_Directions_.
Only the lines starting at the one that contains "[outline] jersey number" and running to the end should be repeated, exactly as written.

┄┄┄┄┄┄┄┄┄┄┄┄┄┄┄┄┄┄┄┄

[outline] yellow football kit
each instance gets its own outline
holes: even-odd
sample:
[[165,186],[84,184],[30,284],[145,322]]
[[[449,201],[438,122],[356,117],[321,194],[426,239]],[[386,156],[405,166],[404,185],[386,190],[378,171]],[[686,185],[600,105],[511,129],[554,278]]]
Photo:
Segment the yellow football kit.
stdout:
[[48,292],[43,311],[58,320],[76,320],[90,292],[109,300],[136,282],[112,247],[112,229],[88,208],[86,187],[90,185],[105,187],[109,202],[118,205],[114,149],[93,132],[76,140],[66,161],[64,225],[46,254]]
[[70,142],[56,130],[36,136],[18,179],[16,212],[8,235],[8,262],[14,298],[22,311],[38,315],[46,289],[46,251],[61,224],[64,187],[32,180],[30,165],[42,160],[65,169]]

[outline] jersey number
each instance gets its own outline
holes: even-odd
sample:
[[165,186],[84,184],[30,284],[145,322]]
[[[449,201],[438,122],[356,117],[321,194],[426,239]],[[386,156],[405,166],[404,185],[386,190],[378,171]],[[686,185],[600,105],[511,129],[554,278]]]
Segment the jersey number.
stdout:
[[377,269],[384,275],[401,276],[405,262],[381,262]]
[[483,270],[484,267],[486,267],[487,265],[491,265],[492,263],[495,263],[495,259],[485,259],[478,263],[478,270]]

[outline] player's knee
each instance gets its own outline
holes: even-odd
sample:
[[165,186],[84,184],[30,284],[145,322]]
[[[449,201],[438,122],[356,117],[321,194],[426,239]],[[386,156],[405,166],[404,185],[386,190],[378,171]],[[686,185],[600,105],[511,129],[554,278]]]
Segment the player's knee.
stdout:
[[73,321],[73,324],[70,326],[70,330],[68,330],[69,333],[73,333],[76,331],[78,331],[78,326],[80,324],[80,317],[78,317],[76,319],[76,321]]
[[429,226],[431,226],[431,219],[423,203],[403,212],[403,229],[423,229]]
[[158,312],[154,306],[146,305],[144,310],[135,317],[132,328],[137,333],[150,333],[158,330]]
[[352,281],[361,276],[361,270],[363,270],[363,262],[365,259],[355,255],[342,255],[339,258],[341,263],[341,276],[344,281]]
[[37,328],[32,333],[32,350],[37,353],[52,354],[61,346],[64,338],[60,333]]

┄┄┄┄┄┄┄┄┄┄┄┄┄┄┄┄┄┄┄┄

_Worked answer_.
[outline] jersey number
each instance gets its own outline
holes: even-odd
sample:
[[165,186],[84,184],[30,284],[145,322]]
[[[449,201],[438,122],[356,117],[321,194],[426,239]],[[386,156],[405,166],[404,185],[386,190],[378,171]],[[686,185],[600,105],[511,129],[554,278]]]
Segment the jersey number.
stdout:
[[377,269],[384,275],[401,276],[405,262],[381,262]]
[[483,270],[484,267],[486,267],[487,265],[491,265],[492,263],[495,263],[495,259],[485,259],[478,263],[478,270]]

[outline] player's knee
each instance gets its own outline
holes: even-odd
sample:
[[165,186],[84,184],[30,284],[145,322]]
[[[449,201],[438,122],[356,117],[321,194],[426,239]],[[386,156],[405,166],[404,185],[386,190],[378,171]],[[686,185],[600,105],[511,129],[554,278]]]
Segment the player's knee.
stdout:
[[73,321],[73,324],[70,326],[70,330],[68,330],[69,333],[73,333],[76,331],[78,331],[78,326],[80,324],[80,317],[78,317],[76,319],[76,321]]
[[429,226],[431,226],[431,219],[423,203],[403,212],[403,229],[423,229]]
[[158,312],[154,306],[146,305],[144,310],[135,317],[132,328],[137,333],[150,333],[158,330]]
[[352,281],[361,276],[361,270],[363,270],[363,262],[365,259],[355,255],[342,255],[339,258],[341,263],[341,276],[344,281]]
[[37,328],[32,333],[32,350],[37,353],[52,354],[61,346],[64,338],[60,333]]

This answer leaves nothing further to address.